### BEREITGESTELLTE DATEN ###

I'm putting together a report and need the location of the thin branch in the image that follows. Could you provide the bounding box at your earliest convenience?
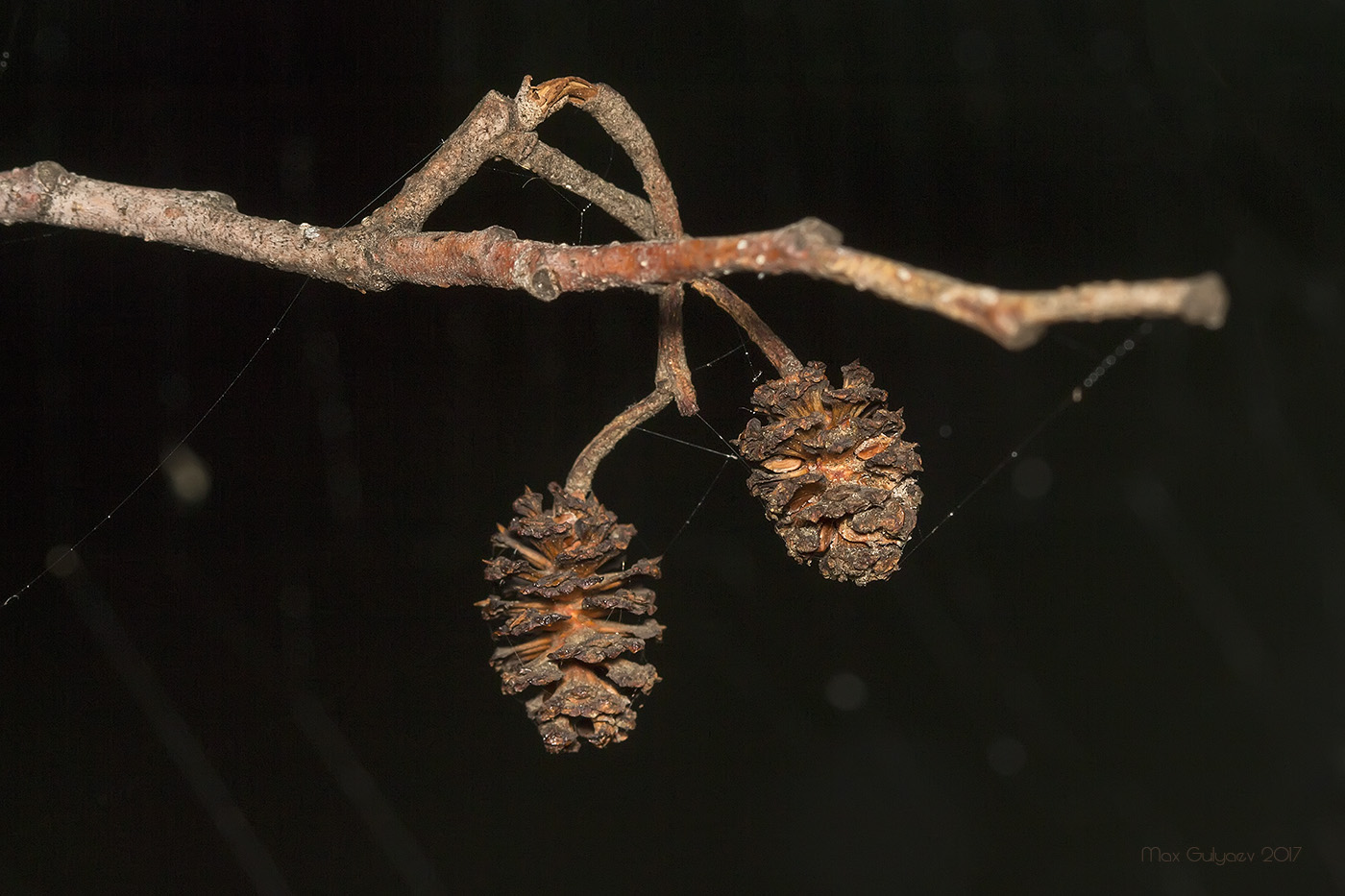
[692,279,803,376]
[499,133,658,239]
[0,78,1228,350]
[565,385,672,496]
[0,161,1228,349]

###

__KURZE ÜBUNG__: Gib sämtliche Zeilen der obigen Einträge wortgetreu wieder, jedoch ohne die Bilder.

__VOLLSTÄNDIGE ANTWORT__:
I'm putting together a report and need the location of the thin branch in the image that follows. Could you provide the bounding box at your earliest convenience?
[692,279,803,376]
[499,133,658,239]
[0,78,1228,350]
[565,385,672,496]
[0,161,1228,349]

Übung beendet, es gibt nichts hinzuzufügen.